[Data taken from a collection]
********
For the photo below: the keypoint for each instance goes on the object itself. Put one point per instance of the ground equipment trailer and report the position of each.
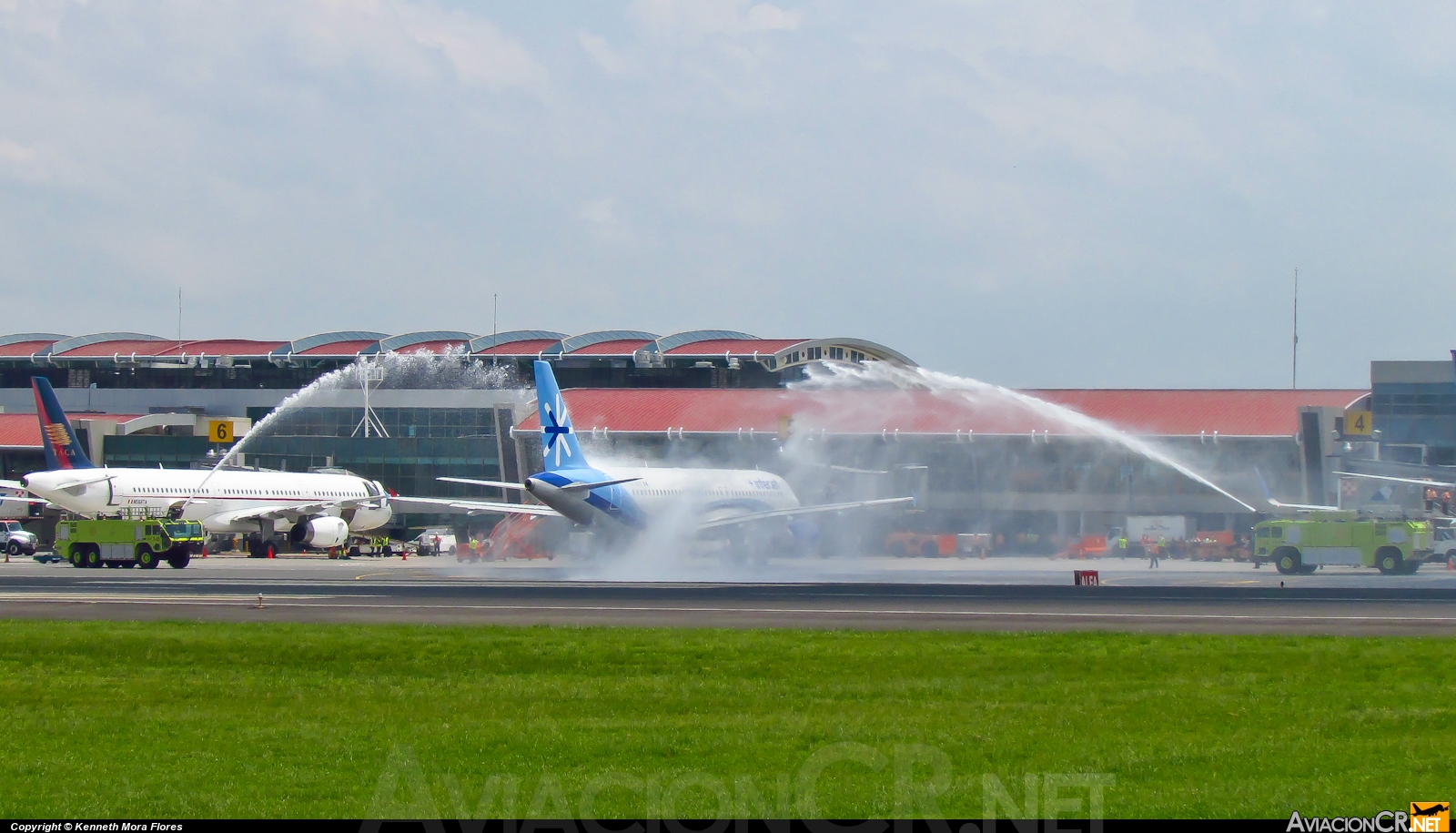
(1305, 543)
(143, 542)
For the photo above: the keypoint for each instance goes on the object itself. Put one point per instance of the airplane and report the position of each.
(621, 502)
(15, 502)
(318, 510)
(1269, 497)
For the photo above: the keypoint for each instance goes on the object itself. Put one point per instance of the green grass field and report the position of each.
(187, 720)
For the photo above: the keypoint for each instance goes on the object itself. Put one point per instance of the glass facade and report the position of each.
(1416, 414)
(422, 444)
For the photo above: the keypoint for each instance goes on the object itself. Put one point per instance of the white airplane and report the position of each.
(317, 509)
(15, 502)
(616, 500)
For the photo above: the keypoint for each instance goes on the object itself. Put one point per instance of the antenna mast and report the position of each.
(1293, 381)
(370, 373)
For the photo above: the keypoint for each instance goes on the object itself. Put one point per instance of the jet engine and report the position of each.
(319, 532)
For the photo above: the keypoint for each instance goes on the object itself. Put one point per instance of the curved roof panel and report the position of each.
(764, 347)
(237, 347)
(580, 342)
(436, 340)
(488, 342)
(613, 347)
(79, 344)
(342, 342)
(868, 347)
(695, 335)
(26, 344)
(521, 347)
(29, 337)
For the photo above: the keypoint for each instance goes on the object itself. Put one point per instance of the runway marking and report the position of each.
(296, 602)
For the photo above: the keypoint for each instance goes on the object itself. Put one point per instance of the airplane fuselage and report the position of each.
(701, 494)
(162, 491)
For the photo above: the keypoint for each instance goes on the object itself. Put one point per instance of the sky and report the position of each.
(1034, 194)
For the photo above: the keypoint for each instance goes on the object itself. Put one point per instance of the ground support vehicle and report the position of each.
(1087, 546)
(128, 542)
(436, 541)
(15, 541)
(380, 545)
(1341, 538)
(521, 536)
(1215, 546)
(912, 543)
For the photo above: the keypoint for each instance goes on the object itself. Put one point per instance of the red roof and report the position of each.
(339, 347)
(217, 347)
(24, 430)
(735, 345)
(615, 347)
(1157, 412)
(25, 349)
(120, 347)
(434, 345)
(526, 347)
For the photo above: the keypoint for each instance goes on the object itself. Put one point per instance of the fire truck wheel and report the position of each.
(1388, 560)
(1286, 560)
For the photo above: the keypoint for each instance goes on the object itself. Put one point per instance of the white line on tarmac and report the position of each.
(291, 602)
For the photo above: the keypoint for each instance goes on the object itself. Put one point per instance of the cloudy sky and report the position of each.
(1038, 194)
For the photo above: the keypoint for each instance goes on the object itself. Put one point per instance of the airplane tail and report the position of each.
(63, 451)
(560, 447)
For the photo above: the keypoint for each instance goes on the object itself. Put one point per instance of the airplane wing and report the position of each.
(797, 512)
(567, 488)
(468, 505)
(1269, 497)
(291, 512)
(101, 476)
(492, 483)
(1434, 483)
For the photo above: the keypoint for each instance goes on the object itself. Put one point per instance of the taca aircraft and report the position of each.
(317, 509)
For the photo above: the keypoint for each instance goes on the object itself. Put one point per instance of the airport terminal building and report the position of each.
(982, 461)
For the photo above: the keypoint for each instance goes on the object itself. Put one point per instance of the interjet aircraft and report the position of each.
********
- **Short exercise**
Retype the lines of the records above exactly, starting at the line that contains "building and report the position of each." and ending at the last line of the records.

- **Exercise result**
For the photo above: the keypoint for each instance goes on the object itself. Put one point per instance of the airport terminal building and report the position of each.
(982, 461)
For the photo above: the keypoint for each instance goes on the object itself. Put one point per instance of the interjet aircraft and report the position of each.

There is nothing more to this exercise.